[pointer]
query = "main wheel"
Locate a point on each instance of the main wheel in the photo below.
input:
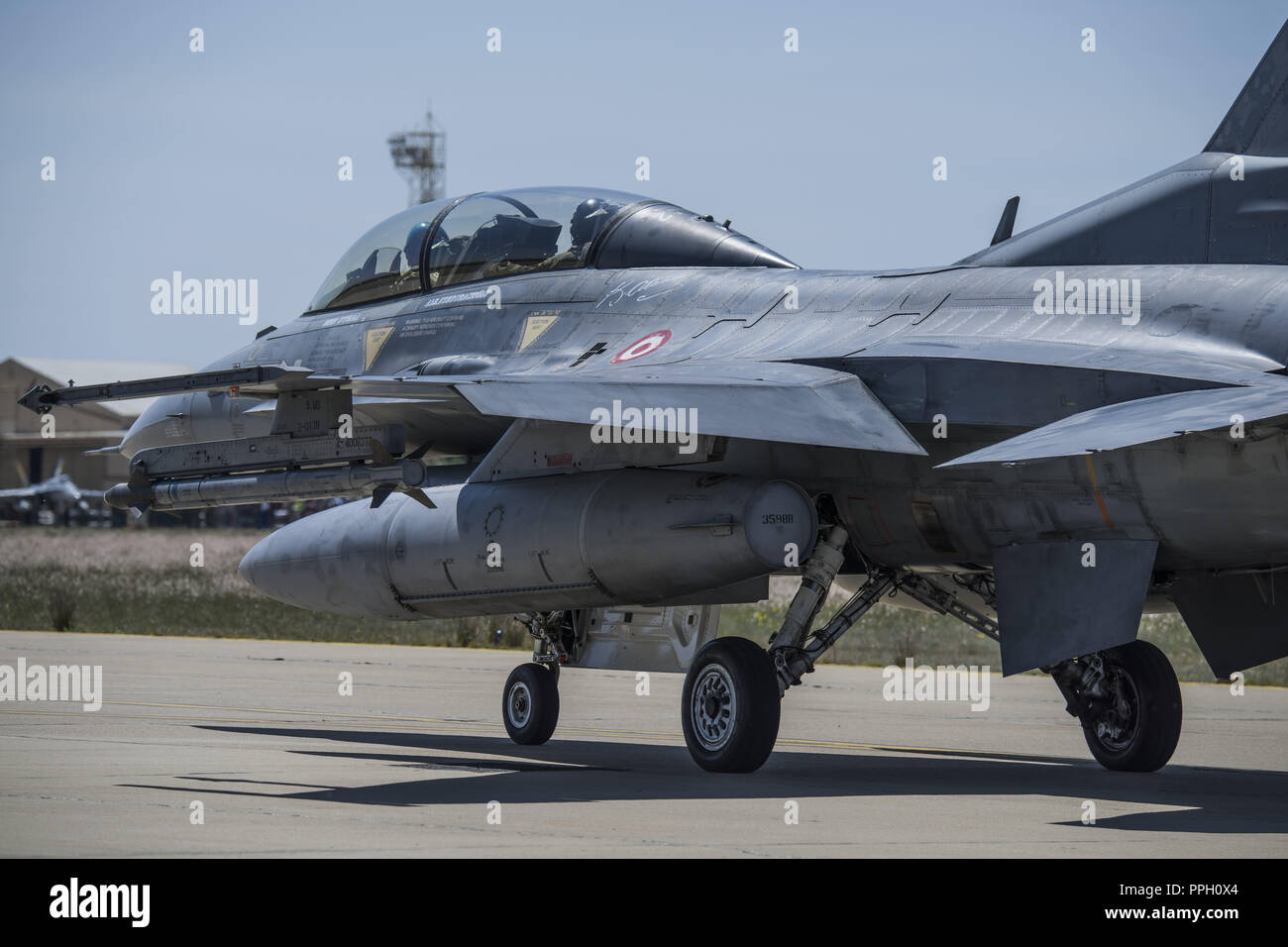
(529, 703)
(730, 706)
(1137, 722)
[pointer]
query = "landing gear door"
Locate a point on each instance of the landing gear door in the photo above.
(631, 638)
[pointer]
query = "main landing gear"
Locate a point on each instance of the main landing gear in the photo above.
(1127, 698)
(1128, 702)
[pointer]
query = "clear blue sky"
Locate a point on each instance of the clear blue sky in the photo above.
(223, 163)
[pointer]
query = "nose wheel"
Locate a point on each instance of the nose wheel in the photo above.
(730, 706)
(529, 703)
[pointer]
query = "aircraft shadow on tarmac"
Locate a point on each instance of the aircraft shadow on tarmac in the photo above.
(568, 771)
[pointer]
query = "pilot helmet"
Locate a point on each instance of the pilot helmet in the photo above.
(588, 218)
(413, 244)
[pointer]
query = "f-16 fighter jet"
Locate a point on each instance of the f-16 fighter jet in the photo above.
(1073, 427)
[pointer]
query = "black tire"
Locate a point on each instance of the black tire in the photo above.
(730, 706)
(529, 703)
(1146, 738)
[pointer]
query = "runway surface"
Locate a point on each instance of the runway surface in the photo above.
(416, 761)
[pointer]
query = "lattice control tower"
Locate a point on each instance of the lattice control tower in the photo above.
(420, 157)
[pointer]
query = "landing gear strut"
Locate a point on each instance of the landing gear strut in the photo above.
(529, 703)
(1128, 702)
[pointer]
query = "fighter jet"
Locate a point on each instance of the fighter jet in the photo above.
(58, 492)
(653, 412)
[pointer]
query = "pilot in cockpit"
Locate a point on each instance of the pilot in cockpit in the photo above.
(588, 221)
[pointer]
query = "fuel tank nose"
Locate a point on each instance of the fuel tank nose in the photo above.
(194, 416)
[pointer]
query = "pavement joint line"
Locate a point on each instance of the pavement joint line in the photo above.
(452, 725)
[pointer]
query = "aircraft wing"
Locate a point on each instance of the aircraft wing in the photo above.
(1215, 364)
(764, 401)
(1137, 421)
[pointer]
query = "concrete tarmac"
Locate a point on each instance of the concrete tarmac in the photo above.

WHAT YOU HAVE TO DO:
Could you give all the records again, exactly, minus the pictures?

ANSWER FOR THE TASK:
[pointer]
query = "main wheel"
Locate a point on each instance of the main wheel in the photo below.
input:
(529, 703)
(730, 706)
(1137, 722)
[pointer]
query = "landing gear door"
Locate a point on each instance of the landing gear door in the photo above.
(631, 638)
[pointer]
query = "main landing gear"
Locate a point on each instance of the main landing gear in the photo above.
(1127, 698)
(1128, 702)
[pointer]
query = "clear blue sky"
Locate a point on each instance of the clear blue sky in the photo above.
(223, 163)
[pointer]
query = "nose wheel"
Locate a point on each instance of the nose wheel in the photo above.
(730, 706)
(529, 703)
[pointer]
query = "aircraft shadow on tarmac"
Locate a point on each instance of the aircraft shadow on tarmac in the photo above.
(568, 771)
[pointer]
query = "pilot helmet"
Locate a point on each instance of the pilot helmet in the photo above.
(588, 218)
(413, 244)
[pointer]
query = "f-16 fighter jet"
Locate a point on each instance of the f-16 fighter jet in the photo above.
(1073, 427)
[pointer]
query = "black tire"
Locate a point on each instance of the black tire in the photo above.
(730, 706)
(529, 703)
(1146, 738)
[pointer]
query = "runway surface"
Locate a point on each instance of the runway surface in the photo above.
(416, 761)
[pointer]
query = "lattice control tower"
Locate a point on each instance of the lattice control tower in the photo above.
(420, 157)
[pointer]
query = "landing gear strut"
Locate a point on each instance of the landing gear strut in the photo above.
(529, 703)
(1128, 702)
[pointer]
query = "fighter jet"
Locate a point on each instance of the fighter jet in the photo above.
(58, 492)
(653, 412)
[pointer]
query = "pilot in cockpit"
Locate a point on each instance of the pilot in cockpit in the photo above.
(588, 221)
[pointer]
query = "fuel tank nose"
Locate a point on each instance of the fuel tank nose in the photo above.
(194, 416)
[pointer]
query = "pavement joint line"
Locate a point on each instance of the pavement joint line in the photo above.
(452, 725)
[pointer]
query = "aircraft wing"
Locate a point on each instance of the aircraft wing in the photo above.
(1215, 364)
(764, 401)
(1137, 421)
[pointer]
query = "concrete tarmac"
Locate a point on each instance of the concrete tarmac in the photo above.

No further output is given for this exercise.